## OBJECTIF DE LA TÂCHE
Rédigez la suite du passage sur la représentation des Asiatiques à l'écran, à partir de sa dernière phrase.

## PASSAGE SOURCE
Mini-docu sur le rôle de Kelly Marie Tran dans Star Wars VIII.
Selon le romancier vietnamo-américain Viet Thanh Nguyen, ce problème à l’écran est un problème de « plénitude narrative ». Ce problème, dit Nguyen, « est ce qui permet à Hollywood de réaliser tellement de films [qui se passent au Vietnam] sur la guerre du Vietnam », et dans lesquels pourtant les personnages vietnamiens « existent seulement pour marmonner, grogner, jurer et bafouiller de manière incompréhensible jusqu’à ce qu’ils soient sauvés, violés ou tués ».
Tout au long de mon éducation, cette représentation appauvrie et sans dignité des Asiatiques –dans la culture populaire mais aussi dans les livres d’histoire et les romans à l’école– avait des répercussions immenses sur l’idée que je me faisais de qui j’étais.

## LES DONNÉES
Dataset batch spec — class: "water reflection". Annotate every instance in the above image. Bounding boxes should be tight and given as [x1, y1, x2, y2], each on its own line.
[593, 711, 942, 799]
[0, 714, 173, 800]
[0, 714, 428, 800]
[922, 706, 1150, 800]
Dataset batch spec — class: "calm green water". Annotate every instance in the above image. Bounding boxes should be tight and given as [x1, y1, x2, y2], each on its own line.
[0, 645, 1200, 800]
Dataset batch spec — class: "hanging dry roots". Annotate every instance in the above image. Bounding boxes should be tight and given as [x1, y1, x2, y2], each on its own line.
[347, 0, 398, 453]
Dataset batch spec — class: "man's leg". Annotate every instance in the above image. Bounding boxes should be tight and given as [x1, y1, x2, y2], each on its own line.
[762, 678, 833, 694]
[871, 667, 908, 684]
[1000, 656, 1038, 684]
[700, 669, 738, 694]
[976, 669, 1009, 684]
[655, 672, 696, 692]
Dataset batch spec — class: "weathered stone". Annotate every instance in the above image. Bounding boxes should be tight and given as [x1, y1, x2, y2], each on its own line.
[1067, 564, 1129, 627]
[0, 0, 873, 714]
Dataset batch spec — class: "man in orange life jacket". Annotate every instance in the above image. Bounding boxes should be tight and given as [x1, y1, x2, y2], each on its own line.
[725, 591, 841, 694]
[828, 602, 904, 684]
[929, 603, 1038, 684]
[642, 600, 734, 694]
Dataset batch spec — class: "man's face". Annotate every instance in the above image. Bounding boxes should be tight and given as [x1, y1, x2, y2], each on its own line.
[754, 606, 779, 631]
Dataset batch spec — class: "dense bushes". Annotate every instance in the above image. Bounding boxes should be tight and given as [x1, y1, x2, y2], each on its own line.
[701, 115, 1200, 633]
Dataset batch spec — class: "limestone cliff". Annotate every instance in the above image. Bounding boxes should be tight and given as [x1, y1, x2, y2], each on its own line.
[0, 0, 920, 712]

## RÉSULTAT OBTENU
Elle façonnait les plafonds invisibles qui planaient de tout leur poids sur mes différentes aspirations. Observer les lieux où je me voyais soit représentée, soit effacée, générait une feuille de route existentielle qui semblait délimiter les espaces sociaux qui me convenaient et ceux où je serais, au mieux, acceptée de mauvaise grâce.
Lorsqu’à l’âge de dix ans, le rêve de devenir actrice de cinéma m’a saisie, j’ai été frappée par le désespoir. Comme Tran –qui aujourd’hui déclare vouloir « vivre dans un monde où les enfants racisés ne passent pas toute leur adolescence à préférer être blancs »–, j’avais déjà à cet âge une idée marquée d’où se trouvait ma place. Pour moi, ce qui allait saboter mes ambitions artistiques n’était pas mon incapacité à pleurer sur commande –un talent auquel j’ai consacré de nombreuses heures devant le miroir de mes parents– mais que j’étais phénotypiquement exclue de l’ensemble des visages qui occupaient mon écran de télévision tous les soirs. (Ce problème n’a pas disparu : au début, Hollywood voulait changer la protagoniste de Crazy Rich Asians, une professeure d’économie à New York, élevée par une mère seule chinoise, en la rendant blanche.)
Avant ‘Crazy Rich Asians’, Constance Wu est l’héroïne du sitcom ‘Fresh off the Boat’ (créée en 2015), aux côtés de Ian Chen, Forrest Wheeler, Hudson Yang et Randall Park.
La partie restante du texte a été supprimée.